**JOB**. Edit the rows from the beginning through the line containing "70;85;85;113", inclusive, replacing "spectator" with "onlooker" and leaving every other character unchanged. Return only those lines.

**EXCERPTED DATA**.
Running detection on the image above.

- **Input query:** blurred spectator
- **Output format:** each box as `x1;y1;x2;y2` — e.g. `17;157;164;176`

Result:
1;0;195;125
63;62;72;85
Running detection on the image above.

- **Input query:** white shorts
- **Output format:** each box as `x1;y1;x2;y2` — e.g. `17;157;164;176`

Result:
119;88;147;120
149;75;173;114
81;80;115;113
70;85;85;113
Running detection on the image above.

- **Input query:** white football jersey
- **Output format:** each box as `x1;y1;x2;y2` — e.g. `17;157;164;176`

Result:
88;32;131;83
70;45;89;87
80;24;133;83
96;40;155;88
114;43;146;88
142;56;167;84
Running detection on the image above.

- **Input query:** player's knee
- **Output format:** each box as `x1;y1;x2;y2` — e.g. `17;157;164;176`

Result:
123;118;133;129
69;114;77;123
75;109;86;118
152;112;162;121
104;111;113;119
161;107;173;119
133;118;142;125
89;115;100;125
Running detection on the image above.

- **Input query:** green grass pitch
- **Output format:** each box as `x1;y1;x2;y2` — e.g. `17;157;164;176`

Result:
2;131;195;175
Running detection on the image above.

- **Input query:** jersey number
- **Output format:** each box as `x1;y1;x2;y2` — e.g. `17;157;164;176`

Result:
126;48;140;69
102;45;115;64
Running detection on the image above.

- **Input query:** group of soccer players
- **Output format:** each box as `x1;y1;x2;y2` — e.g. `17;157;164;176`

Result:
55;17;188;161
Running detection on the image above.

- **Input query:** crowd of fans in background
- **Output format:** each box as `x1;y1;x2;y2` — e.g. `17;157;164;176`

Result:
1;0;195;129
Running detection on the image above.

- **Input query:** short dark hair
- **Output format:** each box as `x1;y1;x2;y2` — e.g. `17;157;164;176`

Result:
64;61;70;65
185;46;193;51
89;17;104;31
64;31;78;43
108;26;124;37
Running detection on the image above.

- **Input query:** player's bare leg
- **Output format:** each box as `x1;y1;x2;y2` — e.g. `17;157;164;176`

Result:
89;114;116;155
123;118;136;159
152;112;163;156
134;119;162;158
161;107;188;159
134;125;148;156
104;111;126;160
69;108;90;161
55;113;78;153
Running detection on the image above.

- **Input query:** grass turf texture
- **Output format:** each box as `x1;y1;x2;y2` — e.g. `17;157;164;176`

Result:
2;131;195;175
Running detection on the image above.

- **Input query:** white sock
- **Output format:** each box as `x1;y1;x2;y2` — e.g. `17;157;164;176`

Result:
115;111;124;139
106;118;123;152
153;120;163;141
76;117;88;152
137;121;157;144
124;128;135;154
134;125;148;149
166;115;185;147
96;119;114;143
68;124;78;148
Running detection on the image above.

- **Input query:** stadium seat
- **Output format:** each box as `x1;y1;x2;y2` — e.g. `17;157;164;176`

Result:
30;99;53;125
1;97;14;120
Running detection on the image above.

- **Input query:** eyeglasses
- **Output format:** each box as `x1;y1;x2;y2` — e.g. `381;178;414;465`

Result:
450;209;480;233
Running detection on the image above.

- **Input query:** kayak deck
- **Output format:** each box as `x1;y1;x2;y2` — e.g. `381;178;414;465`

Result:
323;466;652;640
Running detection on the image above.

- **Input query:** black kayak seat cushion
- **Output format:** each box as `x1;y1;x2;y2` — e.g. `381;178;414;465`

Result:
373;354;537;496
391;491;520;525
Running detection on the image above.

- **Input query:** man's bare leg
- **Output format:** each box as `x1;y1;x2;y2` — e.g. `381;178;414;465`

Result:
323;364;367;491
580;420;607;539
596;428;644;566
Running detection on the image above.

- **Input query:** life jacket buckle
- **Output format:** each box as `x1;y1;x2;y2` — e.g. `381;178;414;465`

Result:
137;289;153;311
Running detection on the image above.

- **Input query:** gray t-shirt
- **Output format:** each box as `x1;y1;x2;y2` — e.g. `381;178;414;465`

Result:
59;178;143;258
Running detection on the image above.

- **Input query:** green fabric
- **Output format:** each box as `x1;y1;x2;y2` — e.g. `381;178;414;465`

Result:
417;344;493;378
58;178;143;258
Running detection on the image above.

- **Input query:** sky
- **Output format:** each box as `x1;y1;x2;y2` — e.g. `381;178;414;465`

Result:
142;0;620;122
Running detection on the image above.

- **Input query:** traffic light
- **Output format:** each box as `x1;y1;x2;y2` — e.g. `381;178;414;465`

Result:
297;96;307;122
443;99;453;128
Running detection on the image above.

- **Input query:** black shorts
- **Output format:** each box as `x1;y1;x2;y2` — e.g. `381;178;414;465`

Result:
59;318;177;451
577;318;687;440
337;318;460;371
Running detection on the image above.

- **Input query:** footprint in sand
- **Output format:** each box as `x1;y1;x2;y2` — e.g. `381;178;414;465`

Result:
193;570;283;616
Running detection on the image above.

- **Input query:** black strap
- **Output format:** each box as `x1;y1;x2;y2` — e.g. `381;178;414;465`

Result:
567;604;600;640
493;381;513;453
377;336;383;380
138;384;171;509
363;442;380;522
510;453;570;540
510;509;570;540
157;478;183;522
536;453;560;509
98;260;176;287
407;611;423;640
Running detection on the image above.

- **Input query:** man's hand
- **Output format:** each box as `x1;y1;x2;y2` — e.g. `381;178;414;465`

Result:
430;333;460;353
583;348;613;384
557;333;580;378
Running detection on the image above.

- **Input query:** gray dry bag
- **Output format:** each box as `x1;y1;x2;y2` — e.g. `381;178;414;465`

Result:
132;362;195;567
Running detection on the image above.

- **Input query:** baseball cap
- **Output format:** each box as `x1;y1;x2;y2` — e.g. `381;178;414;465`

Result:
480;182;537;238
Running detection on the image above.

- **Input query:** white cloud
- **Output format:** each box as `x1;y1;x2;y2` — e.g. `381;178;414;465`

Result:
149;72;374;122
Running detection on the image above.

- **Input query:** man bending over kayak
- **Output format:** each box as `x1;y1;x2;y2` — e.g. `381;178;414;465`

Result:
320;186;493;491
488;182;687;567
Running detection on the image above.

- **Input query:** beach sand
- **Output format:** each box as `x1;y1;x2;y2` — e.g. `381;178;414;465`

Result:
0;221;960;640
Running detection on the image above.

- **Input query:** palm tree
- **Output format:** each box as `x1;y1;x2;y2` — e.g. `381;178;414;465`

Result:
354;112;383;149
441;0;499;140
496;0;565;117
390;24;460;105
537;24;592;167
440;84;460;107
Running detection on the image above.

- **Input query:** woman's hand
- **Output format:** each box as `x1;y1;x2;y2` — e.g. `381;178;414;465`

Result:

**RESPONSE BELOW**.
Running detection on the image above.

- **Input query:** blurred onlooker
- **Output format:** each box as `x1;y1;x2;y2` — e.g. `17;157;164;176`

Result:
1;0;195;125
63;62;72;85
Running detection on the image above.

- **Input query:** white shorts
- **Output format:** each box as `x1;y1;x2;y2` — e.g. `17;157;164;176`

Result:
119;88;147;120
149;75;173;114
81;80;115;113
70;85;85;113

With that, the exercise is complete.